### Passage
_ _ _ _
Parsing comma-separtated-values (CSV) files is a common task. There are many tools available in Python to deal with this. Let's start by using the built-in csv
module.
import csv # using Python module
Now, we want to open an example file, and read the contents:
f = open('example_1.csv','rb') # use binary mode if on MS windows
d = [i for i in csv.reader(f) ] # use list comprehension to read from file
f.close() # close file
print d
[['Name', 'DOB', 'Years', 'Degree'], ['Alice Jones', '12/1/1980', '3', 'MS'], ['Bob Smith', '1/1/1969', '4', 'BS'], ['John Book', '5/3/1980', '11', 'BA'], ['Billy Blanks', '6/9/2000', '8', 'AA']]
This reads the rows of the CSV file into a list-of-lists.
Now, let's suppose we want to create columns for last name
and first name
instead of having just one name
field. The first element in the list d
is the header, so we had the additional fields there:
d[0].append('Last Name')
d[0].append('First Name')
print d[0]
['Name', 'DOB', 'Years', 'Degree', 'Last Name', 'First Name']
Now, we want to split the original Name
field into first and last names and put these at the ends of their respective rows.
_ _ _ _
### Supplied material
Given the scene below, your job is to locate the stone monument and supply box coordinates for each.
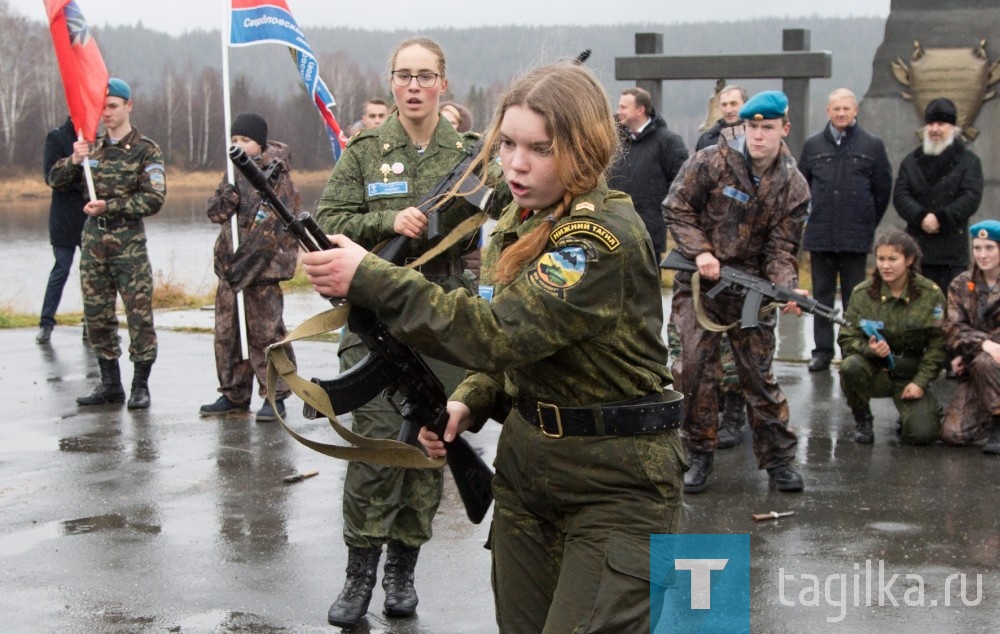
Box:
_ _ _ _
### Exercise requirements
a) Give the names of all four people listed in the data rows of the CSV parsing tutorial.
b) In the CSV parsing tutorial, when does the comment say to open the file in binary mode?
c) Write the next part of the CSV parsing tutorial, picking up after its final sentence.
The lines play no part in what follows.

### Answers to each task
a) Alice Jones, Bob Smith, John Book, Billy Blanks

b) When on MS Windows.

c)
for row in d[1:]: # start at 1st, not 0th column. Each row is a list
first,last= row[0].split() # split on white-space
row.append(last) # append to each row
row.append(first)
print d
[['Name', 'DOB', 'Years', 'Degree', 'Last Name', 'First Name'], ['Alice Jones', '12/1/1980', '3', 'MS', 'Jones', 'Alice'], ['Bob Smith', '1/1/1969', '4', 'BS', 'Smith', 'Bob'], ['John Book', '5/3/1980', '11', 'BA', 'Book', 'John'], ['Billy Blanks', '6/9/2000', '8', 'AA', 'Blanks', 'Billy']]
#%qtconsole
Now, we want to write out our new data in CSV format
f = open('example_1_out.csv','wb') # write mode binary
fw = csv.writer(f) # create csv writer
fw.writerows(d)
f.close() # close file
Now, opening the file example_1_out.csv
using excel (or another reader) should show the new column. That covers the most direct and pure-Python way to dealing with CSV files. However, there are many other tools available. For example, numpy
provides power methods to access these files.
Let's see how to accomplish the same work as above by using Numpy.
import numpy as np
d = np.loadtxt('example_1.csv',delimiter=',',dtype=str)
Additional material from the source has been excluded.